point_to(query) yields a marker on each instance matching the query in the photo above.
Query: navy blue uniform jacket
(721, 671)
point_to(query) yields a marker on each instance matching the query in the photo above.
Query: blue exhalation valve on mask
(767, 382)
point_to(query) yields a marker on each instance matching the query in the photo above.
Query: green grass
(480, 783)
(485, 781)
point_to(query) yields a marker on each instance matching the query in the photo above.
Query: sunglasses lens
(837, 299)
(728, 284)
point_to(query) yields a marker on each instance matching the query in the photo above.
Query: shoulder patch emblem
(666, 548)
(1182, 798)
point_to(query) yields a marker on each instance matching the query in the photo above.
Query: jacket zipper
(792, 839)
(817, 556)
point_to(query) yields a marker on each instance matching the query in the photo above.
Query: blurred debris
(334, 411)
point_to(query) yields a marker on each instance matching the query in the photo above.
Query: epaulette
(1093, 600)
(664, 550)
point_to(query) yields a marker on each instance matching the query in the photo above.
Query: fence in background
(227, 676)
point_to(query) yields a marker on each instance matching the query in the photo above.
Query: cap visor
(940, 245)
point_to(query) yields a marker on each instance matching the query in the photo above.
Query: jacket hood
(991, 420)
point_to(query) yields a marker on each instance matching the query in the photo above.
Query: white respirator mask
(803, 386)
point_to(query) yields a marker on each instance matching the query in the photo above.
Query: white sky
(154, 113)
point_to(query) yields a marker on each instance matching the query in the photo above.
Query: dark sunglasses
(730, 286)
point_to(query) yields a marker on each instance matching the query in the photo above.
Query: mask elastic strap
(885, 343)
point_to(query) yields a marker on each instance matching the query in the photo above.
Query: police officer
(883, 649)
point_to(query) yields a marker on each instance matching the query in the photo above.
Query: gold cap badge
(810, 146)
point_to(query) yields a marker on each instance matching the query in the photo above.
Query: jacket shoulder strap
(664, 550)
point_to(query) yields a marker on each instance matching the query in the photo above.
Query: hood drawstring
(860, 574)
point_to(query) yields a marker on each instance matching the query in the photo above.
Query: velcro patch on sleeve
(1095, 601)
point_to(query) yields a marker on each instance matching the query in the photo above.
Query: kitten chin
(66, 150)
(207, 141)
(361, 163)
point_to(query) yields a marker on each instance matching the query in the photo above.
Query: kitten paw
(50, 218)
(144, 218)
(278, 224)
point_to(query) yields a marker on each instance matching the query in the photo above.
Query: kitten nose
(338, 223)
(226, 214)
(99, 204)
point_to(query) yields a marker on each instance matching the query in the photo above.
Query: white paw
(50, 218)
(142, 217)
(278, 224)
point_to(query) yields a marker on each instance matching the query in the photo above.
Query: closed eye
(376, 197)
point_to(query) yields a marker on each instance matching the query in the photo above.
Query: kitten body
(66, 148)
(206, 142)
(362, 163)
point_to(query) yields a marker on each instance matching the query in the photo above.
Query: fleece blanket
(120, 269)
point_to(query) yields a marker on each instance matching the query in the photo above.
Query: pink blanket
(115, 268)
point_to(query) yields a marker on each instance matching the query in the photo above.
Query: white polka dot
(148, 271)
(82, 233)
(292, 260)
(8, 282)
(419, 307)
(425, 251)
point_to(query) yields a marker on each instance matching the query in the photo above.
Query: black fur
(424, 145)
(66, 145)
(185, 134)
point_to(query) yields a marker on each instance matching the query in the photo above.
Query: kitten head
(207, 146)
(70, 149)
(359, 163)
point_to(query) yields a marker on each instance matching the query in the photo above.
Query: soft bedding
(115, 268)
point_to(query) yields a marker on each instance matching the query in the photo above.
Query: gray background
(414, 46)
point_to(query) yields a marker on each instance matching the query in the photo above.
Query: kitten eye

══════════

▸ PROBLEM STATEMENT
Please reproduce all of the data above word for word, leaving nothing out.

▸ WRITTEN SOLUTION
point_to(query) yields a marker on each instance matching the query in the photo above.
Query: navy blue uniform jacket
(721, 671)
point_to(query) yields a marker on each instance matching the query in the photo above.
Query: blue exhalation valve on mask
(767, 382)
point_to(query) yields a marker on each instance matching the query in the photo above.
Query: green grass
(480, 783)
(485, 781)
point_to(query) yields a marker on each instance matching the query in the photo above.
Query: sunglasses lens
(837, 299)
(728, 284)
point_to(query) yields a marker on each instance matching the query in the photo above.
Query: shoulder patch emblem
(666, 548)
(1182, 798)
point_to(query) yields a marker on each instance matching the query in the photo above.
Query: jacket zipper
(792, 839)
(817, 556)
point_to(query) yields a marker on each instance matching the query in the photo above.
Query: blurred debris
(334, 411)
point_to(query) yields a marker on each instance matching the query in the photo above.
Query: epaulette
(1093, 600)
(664, 550)
point_to(query) yields a marker on each instance matching the query in the photo above.
Query: fence in background
(227, 676)
point_to(query) yields a marker on each instance matching the query in the photo above.
Query: cap visor
(940, 245)
point_to(query) yields a marker on each instance matching the query in the photo above.
Query: jacket hood
(991, 420)
point_to(query) yields a marker on each instance matching the query in the photo above.
Query: white respirator mask
(803, 386)
point_to(query) yields a marker on each instance matching the query in the photo above.
Query: white sky
(154, 113)
point_to(query) yields a marker on each instance matching the query in the photo above.
Query: dark sunglasses
(730, 286)
point_to(query) yields a marker on each instance matching the query in the photo above.
Query: mask elastic strap
(885, 343)
point_to(query) yields a marker on each instance matching the query in the photo above.
Query: police officer
(883, 649)
point_to(query) yields a marker on each instance matching the query in the photo above.
Query: gold cap badge
(810, 146)
point_to(query) yields a marker on each instance matching the query in the photo above.
Query: jacket shoulder strap
(664, 550)
point_to(query) yields a marker on each instance matching the query in the photo above.
Query: hood drawstring
(860, 574)
point_to(query) yields a marker on each instance matching the query in the photo above.
Query: velcro patch on sleeve
(1095, 601)
point_to(query) yields a marker on each instance matching the query in the photo above.
Query: kitten chin
(66, 150)
(207, 141)
(361, 163)
point_to(query) yields a marker on each instance matching the query in the photo above.
Query: kitten paw
(50, 218)
(144, 218)
(278, 224)
point_to(query) yields a marker on each instance matching the query in the photo above.
Query: kitten nose
(338, 223)
(226, 214)
(99, 204)
point_to(query) yields a marker on each instance matching the query in the photo above.
Query: white paw
(50, 218)
(142, 217)
(278, 224)
point_to(query) yields a marker on each instance matching the query in the photo above.
Query: closed eye
(376, 197)
point_to(query) yields a marker on each instance matching the query in the photo above.
Query: kitten body
(66, 148)
(206, 142)
(362, 163)
point_to(query) yields a marker on each instance matching the query in the photo above.
Query: fleece blanket
(120, 269)
point_to(query) yields a marker on each instance matching the query in the photo above.
Query: pink blanket
(115, 268)
point_to(query) yields a marker on each instance matching the query in the photo above.
Query: white polka dot
(148, 271)
(82, 233)
(292, 260)
(8, 282)
(419, 307)
(425, 251)
point_to(query) yields a marker on each instance matching the query in the photo above.
Query: black fur
(424, 145)
(66, 145)
(185, 134)
point_to(query) yields a marker on each instance matching the query in the photo above.
Query: kitten head
(207, 146)
(70, 149)
(359, 163)
point_to(query) yields a marker on each instance matching the query in the photo above.
Query: soft bedding
(115, 268)
point_to(query) yields a marker on each instance matching the query in the photo above.
Query: gray background
(414, 46)
point_to(query) yields a marker on each instance matching the query in the photo above.
Query: kitten eye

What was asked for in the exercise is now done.